• _PROVIDED RECORDS_
· · · ·
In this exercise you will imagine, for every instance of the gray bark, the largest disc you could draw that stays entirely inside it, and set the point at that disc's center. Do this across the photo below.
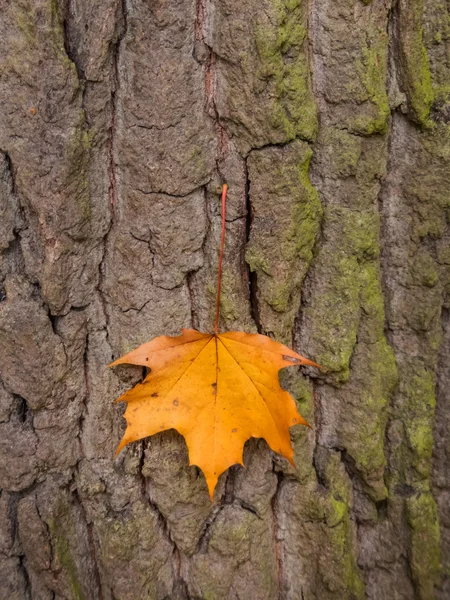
(120, 121)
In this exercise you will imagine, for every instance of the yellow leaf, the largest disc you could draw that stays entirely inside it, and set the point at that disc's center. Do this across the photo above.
(216, 390)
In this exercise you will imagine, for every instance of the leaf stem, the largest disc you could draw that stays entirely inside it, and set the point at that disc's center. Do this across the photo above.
(222, 245)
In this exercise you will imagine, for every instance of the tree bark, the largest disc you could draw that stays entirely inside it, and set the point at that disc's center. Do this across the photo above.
(329, 120)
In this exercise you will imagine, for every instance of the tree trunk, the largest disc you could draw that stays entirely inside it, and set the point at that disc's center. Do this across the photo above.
(120, 120)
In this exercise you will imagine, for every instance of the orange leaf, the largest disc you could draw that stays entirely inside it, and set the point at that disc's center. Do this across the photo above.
(216, 390)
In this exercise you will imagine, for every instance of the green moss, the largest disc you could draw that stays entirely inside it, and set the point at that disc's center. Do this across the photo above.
(256, 260)
(373, 73)
(338, 565)
(416, 73)
(284, 61)
(335, 314)
(421, 402)
(62, 551)
(422, 517)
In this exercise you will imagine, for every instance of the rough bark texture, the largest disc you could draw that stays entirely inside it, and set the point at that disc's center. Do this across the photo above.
(120, 120)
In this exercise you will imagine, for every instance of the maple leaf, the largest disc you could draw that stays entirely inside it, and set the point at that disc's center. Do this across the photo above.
(217, 391)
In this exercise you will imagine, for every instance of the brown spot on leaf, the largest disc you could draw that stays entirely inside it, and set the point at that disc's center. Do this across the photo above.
(291, 359)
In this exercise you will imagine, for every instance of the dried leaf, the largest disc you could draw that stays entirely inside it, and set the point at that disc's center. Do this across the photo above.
(216, 390)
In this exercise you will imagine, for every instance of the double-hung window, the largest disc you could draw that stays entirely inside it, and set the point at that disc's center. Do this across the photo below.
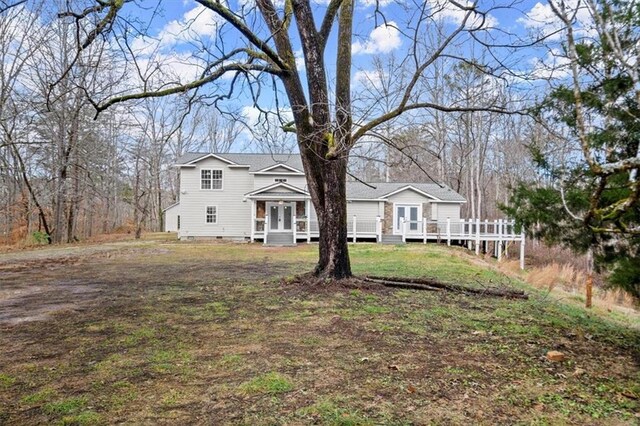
(211, 215)
(210, 179)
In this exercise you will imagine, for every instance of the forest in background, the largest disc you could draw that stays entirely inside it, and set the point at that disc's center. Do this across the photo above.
(66, 174)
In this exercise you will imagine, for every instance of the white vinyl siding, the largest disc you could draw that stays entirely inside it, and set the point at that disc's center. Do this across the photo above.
(211, 179)
(211, 215)
(446, 210)
(172, 218)
(364, 210)
(233, 212)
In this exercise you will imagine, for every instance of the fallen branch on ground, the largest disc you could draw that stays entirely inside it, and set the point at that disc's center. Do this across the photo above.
(432, 285)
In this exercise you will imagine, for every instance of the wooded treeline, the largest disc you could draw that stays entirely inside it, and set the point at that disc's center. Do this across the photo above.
(66, 176)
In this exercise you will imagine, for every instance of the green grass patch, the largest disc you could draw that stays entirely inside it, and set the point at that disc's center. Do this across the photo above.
(43, 395)
(66, 406)
(271, 383)
(6, 381)
(333, 415)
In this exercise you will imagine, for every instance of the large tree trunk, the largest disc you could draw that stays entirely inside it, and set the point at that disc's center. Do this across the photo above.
(331, 208)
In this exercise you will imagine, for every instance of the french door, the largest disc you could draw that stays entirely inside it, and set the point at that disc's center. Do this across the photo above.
(410, 213)
(280, 217)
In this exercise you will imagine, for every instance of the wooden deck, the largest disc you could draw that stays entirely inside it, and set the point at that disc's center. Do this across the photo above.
(475, 234)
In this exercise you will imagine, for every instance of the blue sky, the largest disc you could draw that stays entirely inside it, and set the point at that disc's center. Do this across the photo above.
(177, 29)
(369, 40)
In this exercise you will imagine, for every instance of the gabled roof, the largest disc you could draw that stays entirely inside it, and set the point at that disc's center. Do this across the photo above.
(277, 189)
(263, 163)
(280, 168)
(381, 190)
(256, 162)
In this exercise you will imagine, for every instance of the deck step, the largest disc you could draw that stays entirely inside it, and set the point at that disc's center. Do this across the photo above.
(280, 239)
(392, 239)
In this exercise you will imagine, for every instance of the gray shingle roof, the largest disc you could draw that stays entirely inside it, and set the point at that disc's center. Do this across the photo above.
(358, 190)
(355, 190)
(254, 161)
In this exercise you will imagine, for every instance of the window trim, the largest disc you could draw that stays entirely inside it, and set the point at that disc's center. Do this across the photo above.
(215, 215)
(212, 179)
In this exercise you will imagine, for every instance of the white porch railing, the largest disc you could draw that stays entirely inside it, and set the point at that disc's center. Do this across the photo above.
(472, 232)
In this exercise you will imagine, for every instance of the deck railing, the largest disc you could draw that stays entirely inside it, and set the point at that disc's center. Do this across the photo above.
(473, 232)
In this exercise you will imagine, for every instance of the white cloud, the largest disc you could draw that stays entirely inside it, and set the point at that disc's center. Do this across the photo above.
(542, 19)
(382, 39)
(553, 65)
(369, 78)
(197, 22)
(448, 11)
(379, 3)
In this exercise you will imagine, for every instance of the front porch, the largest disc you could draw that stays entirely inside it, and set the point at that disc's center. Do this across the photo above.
(289, 221)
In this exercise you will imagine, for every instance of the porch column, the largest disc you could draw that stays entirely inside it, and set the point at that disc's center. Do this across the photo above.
(253, 220)
(404, 230)
(354, 228)
(307, 212)
(522, 244)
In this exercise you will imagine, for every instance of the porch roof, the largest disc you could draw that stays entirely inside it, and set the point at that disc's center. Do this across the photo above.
(278, 190)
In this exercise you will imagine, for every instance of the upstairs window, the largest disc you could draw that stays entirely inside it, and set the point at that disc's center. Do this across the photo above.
(210, 179)
(212, 214)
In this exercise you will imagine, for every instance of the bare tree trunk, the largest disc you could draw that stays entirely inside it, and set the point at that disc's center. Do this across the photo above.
(331, 209)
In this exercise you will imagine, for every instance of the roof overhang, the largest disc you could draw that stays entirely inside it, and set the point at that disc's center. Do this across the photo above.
(264, 192)
(409, 187)
(171, 206)
(205, 156)
(269, 170)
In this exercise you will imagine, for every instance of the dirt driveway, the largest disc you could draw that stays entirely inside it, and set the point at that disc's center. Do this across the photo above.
(35, 284)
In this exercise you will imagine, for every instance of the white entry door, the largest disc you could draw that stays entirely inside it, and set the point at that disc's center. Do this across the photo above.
(410, 214)
(280, 217)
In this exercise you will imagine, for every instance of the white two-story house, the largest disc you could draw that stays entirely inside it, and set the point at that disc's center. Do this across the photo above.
(264, 197)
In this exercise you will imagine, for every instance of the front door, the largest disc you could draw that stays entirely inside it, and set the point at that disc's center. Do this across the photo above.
(280, 217)
(410, 214)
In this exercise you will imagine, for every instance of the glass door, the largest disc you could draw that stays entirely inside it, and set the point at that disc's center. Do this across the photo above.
(410, 214)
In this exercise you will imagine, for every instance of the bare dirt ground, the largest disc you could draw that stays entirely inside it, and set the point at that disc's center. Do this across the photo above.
(169, 333)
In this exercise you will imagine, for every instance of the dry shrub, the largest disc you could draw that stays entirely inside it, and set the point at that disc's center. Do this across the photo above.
(555, 268)
(566, 277)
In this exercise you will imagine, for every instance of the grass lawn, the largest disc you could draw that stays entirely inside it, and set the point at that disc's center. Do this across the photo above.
(159, 332)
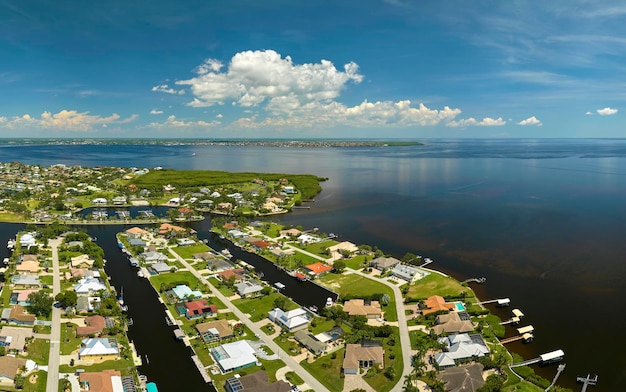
· · · ·
• _PROBLEM TO WORK ON_
Recast every line of the records above as a Markdown table with the columns Row and Entry, numbering each row and skipping blank lines. Leave the pictures out of your answer.

• _OUTPUT FOR THIS TASK_
| Row | Entry |
|---|---|
| 1 | In this exercise you will imagine, for every instance of the gray bark, the largest disc you could draw that stays entirely inside it, and set the point at that disc's center. Do this across the photo below. |
| 2 | (120, 121) |
| 3 | In this exercise you will imagine, for every instance of the yellow leaf, the largest disc you could draw that stays entirely inside it, and set the point at that disc's center. Do this across the photo above. |
| 4 | (216, 390) |
| 5 | In this exercise you will imagine, for every instance of the leaf stem, the largest disc you could draw that stays entirely inside it, and set the point at that disc's center. Do this across the photo above. |
| 6 | (222, 245) |
| 7 | In this exercise you will imagine, for every instance of the tree bark, the largest disc you could draw that stays entirely inside it, and set the point at that disc's center. Do this across the photo above. |
| 8 | (329, 120) |
| 9 | In this exercise you will imagine, for every instance of the tree trunk, the largest disc you could draw that stays entirely inside it, and set the point at that disc's center. Do this across the photo above. |
| 10 | (120, 120) |
| 11 | In this exercise you will imagine, for every instance of the orange leaf, the largest disc you could draw that stays entirely inside it, and set the point at that disc's center. Do this across the photo above. |
| 12 | (216, 390) |
| 13 | In this exercise you will imagine, for every instance of the green moss, the largest disc you could draw that stays entirely inside it, and set the point at that disc's center. Do this across the photo above. |
| 14 | (256, 260) |
| 15 | (373, 73) |
| 16 | (338, 565) |
| 17 | (416, 73) |
| 18 | (284, 61) |
| 19 | (335, 314) |
| 20 | (421, 402) |
| 21 | (62, 551) |
| 22 | (422, 517) |
| 23 | In this exercise you will imagine, for every instance of the rough bark texture, the largest disc you could draw that stays entirely inside it, and set the point at that disc's center. Do this across the photo above. |
| 24 | (120, 120) |
| 25 | In this exercise you will imagine, for every instance of the maple leaf, the largest disc you could draw that stays entirely inside it, and set the point at that disc's center. Do this across the photo above. |
| 26 | (217, 391) |
| 27 | In this exercise you will imagine, for every instance of the brown spot on leaf, the largest disc you could draw that stays entirely inside it, and set the point at that disc's center. Do this across the photo above. |
| 28 | (291, 359) |
| 29 | In this exercise you will imagine, for every instance of the dried leaf, the largest disc you could draw that stays entirely inside it, and set the point at that disc's center. Do this across the photo above. |
| 30 | (216, 390) |
| 31 | In this exercise you will imagine, for every instance of the double-hung window, the largest disc you could draw that stays entirely inside it, and set the point at that disc's center. Do this across the photo below. |
| 32 | (211, 215) |
| 33 | (210, 179) |
| 34 | In this exercise you will imagine, for every instance of the forest in background, the largest disc you could draw that stays entirely inside it, and set the point at that disc's center. Do this across the photo above. |
| 35 | (66, 174) |
| 36 | In this exercise you will imagine, for every instance of the white vinyl siding, the largest disc you could draw that stays entirely inside it, and set the point at that disc's center. Do this across the photo above. |
| 37 | (211, 179) |
| 38 | (211, 215) |
| 39 | (446, 210) |
| 40 | (172, 218) |
| 41 | (364, 210) |
| 42 | (233, 212) |
| 43 | In this exercise you will imagine, for every instance of the fallen branch on ground, the largest disc you could draw that stays entirely inside it, and set the point at that disc's center. Do this across the photo above. |
| 44 | (432, 285) |
| 45 | In this exercise you will imagine, for every instance of the wooded treeline, the largest disc you could draw that stays entirely inside it, and set the point at that disc's center. Do this across the photo above. |
| 46 | (66, 176) |
| 47 | In this exercise you will imagine, for every instance of the green grass patch, the largest disc you could draw that stays entirely inside it, and set the point at that disc's center. Do this across the photo above. |
| 48 | (43, 395) |
| 49 | (66, 406) |
| 50 | (271, 383) |
| 51 | (6, 381) |
| 52 | (333, 415) |
| 53 | In this exercise you will imagine, for every instance of the large tree trunk, the largest disc you could draw that stays entirely inside it, and set the point at that disc's center. Do this across the photo above. |
| 54 | (331, 208) |
| 55 | In this exercise you will imagine, for every instance of the french door, the largest disc you could draw that stays entirely inside it, and set the point at that disc's center. Do this across the photo above. |
| 56 | (410, 213) |
| 57 | (280, 217) |
| 58 | In this exercise you will imagine, for every instance of the wooden deck, the largest disc you could draw that stays entirely inside it, and set the point at that disc's center. Do this across the photo above. |
| 59 | (475, 234) |
| 60 | In this exercise you will imagine, for every instance of the blue sky, the largest disc you could draw that stays entirely inside it, and set the point at that disc's center. Do this across the photo above. |
| 61 | (177, 29) |
| 62 | (369, 40) |
| 63 | In this exercise you will imagine, for every instance of the gabled roof, the largest disc you could draw that stays entirely inside it, and set the point at that disc's center. Do this across the photo above. |
| 64 | (277, 189) |
| 65 | (263, 163) |
| 66 | (280, 168) |
| 67 | (381, 190) |
| 68 | (256, 162) |
| 69 | In this exercise you will imagine, for every instance of the deck step, the largest disc you could draw that stays entirely inside it, and set the point at that disc's center. Do this across the photo above. |
| 70 | (280, 239) |
| 71 | (392, 239) |
| 72 | In this exercise you will imagine, for every instance of the gray shingle roof, the largest disc you could draw that stays entirely inside it, and set the point at that disc's center. Do this across the photo above. |
| 73 | (358, 190) |
| 74 | (355, 190) |
| 75 | (254, 161) |
| 76 | In this exercise you will imagine, for every instance of the window trim, the largest disc you could draw that stays entirely inside it, and set the point at that disc's center. Do this across the photo above. |
| 77 | (215, 215) |
| 78 | (212, 179) |
| 79 | In this exercise you will imagine, for every instance of the white porch railing, the largest disc you could draw that stays entirely inside it, and set the point at that disc's center. Do this across the photo above. |
| 80 | (472, 232) |
| 81 | In this exercise you will imagine, for every instance of the deck railing, the largest disc you could draw that stays entirely inside it, and set the point at that disc's center. Do this across the photo above. |
| 82 | (473, 232) |
| 83 | In this exercise you will imagine, for every instance of the white cloud, the largest disc you could draw that stays entirely inside it, and set the point at that disc's center. Do this across the photo above. |
| 84 | (542, 19) |
| 85 | (382, 39) |
| 86 | (553, 65) |
| 87 | (369, 78) |
| 88 | (197, 22) |
| 89 | (448, 11) |
| 90 | (379, 3) |
| 91 | In this exercise you will imagine, for every instance of the front porch, the largest disc you could draw that stays entirely inside it, and set the point at that disc's center. Do this across the photo above. |
| 92 | (289, 221) |
| 93 | In this exercise you will imagine, for every instance of the porch column, the largest disc you could draw that stays entirely inside it, and set the point at that disc's center. Do this across the photo above. |
| 94 | (253, 220) |
| 95 | (404, 230) |
| 96 | (354, 228) |
| 97 | (307, 212) |
| 98 | (522, 244) |
| 99 | In this exercise you will imagine, for every instance of the porch roof, the largest disc you could draw that stays entirely inside it, and set the point at that disc's center. Do this across the photo above. |
| 100 | (278, 190) |
| 101 | In this exercise you will imagine, for every instance of the upstairs window, the largest disc you could draw that stays entirely inside it, and set the point at that disc's center. Do this across the photo above. |
| 102 | (210, 179) |
| 103 | (212, 214) |
| 104 | In this exercise you will imagine, for every instance of the bare tree trunk, the largest disc you could draw that stays entirely inside it, and set the point at that disc's center. Do this across the photo above. |
| 105 | (331, 209) |
| 106 | In this exercise you will imagine, for every instance of the roof overhang, the largest disc you could draw that stays entirely inside it, and set the point at that disc's center. Do this across the photo above. |
| 107 | (264, 192) |
| 108 | (409, 187) |
| 109 | (171, 206) |
| 110 | (205, 156) |
| 111 | (269, 170) |
| 112 | In this exercise you will imagine, for every instance of the dirt driveway, the largest disc you could draw that stays entirely inside it, and set the point at that disc's center. Do this across the photo above. |
| 113 | (35, 284) |
| 114 | In this exercise you will imagine, for every instance of the white entry door, the largest disc you could draw that stays entirely inside it, and set the point at that disc's center. Do this across the photo above. |
| 115 | (410, 214) |
| 116 | (280, 217) |
| 117 | In this exercise you will imagine, for every instance of the white two-story house, the largest disc you could draw that stays entirely inside it, and set the point at that disc's center. Do this across the photo above. |
| 118 | (264, 197) |
| 119 | In this exercise you will imagine, for every instance of the front door, the largest disc you could draw that stays entirely inside it, and set the point at that disc's center. Do this across the photo above. |
| 120 | (280, 217) |
| 121 | (410, 214) |
| 122 | In this exercise you will imagine, for every instance of the glass door, the largest disc you could draw that stays entirely inside it, and set the point at that disc's center. Do this across the photo above. |
| 123 | (410, 214) |
| 124 | In this exercise you will imagine, for every instance of the bare dirt ground, the largest disc you could draw that stays entirely inside it, and set the point at that disc's center. Do this across the photo above. |
| 125 | (169, 333) |
| 126 | In this exercise you will imagine, for every instance of the dry shrub, the largest disc you could draw that stays entirely inside it, and set the point at that disc's center. Do this across the photo above. |
| 127 | (555, 268) |
| 128 | (566, 277) |
| 129 | In this exercise you will imagine, for every instance of the grass lawn, the largest disc you could draw that stays entirely inside it, and set the point at that disc's center. Do this across the photo above. |
| 130 | (159, 332) |